— Work instruction —
The answer must be every line below that holds the word "tower".

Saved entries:
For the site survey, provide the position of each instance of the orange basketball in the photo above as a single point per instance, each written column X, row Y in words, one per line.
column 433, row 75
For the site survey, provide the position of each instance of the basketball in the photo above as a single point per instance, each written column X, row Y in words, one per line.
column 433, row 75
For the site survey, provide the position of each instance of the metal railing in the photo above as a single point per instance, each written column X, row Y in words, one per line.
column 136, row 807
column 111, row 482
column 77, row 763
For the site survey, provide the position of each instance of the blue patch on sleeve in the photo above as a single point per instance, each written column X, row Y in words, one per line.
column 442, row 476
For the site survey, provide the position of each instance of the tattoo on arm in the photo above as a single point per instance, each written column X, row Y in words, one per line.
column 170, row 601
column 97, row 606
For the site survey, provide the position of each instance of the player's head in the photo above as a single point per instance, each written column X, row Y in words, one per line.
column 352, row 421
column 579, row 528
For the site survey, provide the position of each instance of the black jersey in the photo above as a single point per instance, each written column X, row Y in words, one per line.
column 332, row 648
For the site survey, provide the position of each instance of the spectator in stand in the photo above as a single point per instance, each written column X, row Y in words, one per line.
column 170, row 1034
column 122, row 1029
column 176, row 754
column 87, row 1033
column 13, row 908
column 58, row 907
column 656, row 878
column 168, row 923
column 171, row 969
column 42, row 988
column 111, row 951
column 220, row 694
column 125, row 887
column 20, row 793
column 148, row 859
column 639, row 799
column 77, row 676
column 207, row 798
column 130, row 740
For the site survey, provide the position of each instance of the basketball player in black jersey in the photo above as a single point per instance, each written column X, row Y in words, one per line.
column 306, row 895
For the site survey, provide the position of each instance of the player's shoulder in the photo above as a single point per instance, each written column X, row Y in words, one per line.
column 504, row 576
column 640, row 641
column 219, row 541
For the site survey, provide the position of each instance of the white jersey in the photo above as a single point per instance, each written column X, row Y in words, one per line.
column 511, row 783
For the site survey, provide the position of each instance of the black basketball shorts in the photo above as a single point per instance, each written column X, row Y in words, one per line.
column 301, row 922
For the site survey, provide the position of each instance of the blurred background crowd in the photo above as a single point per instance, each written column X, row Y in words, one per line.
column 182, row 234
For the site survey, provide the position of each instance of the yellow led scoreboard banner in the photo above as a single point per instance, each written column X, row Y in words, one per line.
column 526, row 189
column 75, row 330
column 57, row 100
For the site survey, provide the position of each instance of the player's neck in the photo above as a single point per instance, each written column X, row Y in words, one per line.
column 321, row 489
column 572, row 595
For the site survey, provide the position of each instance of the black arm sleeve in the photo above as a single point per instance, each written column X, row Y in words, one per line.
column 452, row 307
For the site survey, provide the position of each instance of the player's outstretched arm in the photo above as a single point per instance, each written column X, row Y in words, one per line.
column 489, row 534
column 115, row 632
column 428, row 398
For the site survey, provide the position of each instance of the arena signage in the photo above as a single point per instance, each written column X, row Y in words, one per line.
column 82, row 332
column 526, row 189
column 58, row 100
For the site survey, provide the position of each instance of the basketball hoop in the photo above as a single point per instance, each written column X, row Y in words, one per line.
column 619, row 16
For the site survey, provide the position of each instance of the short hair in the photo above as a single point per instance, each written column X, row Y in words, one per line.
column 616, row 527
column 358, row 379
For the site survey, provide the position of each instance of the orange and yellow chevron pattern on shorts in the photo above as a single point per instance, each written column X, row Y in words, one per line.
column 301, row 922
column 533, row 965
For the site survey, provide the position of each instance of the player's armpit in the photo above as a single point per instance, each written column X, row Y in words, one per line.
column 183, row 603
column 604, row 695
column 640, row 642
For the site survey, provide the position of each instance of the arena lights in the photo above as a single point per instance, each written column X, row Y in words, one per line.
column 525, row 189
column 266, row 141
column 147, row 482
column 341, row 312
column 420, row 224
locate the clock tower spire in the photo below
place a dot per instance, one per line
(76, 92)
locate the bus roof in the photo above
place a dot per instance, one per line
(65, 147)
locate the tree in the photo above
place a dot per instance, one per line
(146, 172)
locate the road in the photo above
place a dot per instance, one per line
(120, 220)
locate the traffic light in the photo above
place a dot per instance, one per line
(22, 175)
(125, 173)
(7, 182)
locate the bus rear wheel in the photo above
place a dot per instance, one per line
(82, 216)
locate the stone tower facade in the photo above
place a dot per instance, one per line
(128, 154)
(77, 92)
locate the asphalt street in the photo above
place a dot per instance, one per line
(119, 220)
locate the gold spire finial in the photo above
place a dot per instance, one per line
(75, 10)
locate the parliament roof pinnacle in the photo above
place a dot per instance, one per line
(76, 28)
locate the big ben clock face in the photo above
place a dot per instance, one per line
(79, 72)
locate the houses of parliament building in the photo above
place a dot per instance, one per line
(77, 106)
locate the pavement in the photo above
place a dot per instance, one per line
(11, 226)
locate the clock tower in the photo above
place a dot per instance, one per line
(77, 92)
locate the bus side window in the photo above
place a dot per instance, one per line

— Response —
locate the clock tower spire in the photo below
locate the stone tower facade in the photo above
locate the clock tower in the photo above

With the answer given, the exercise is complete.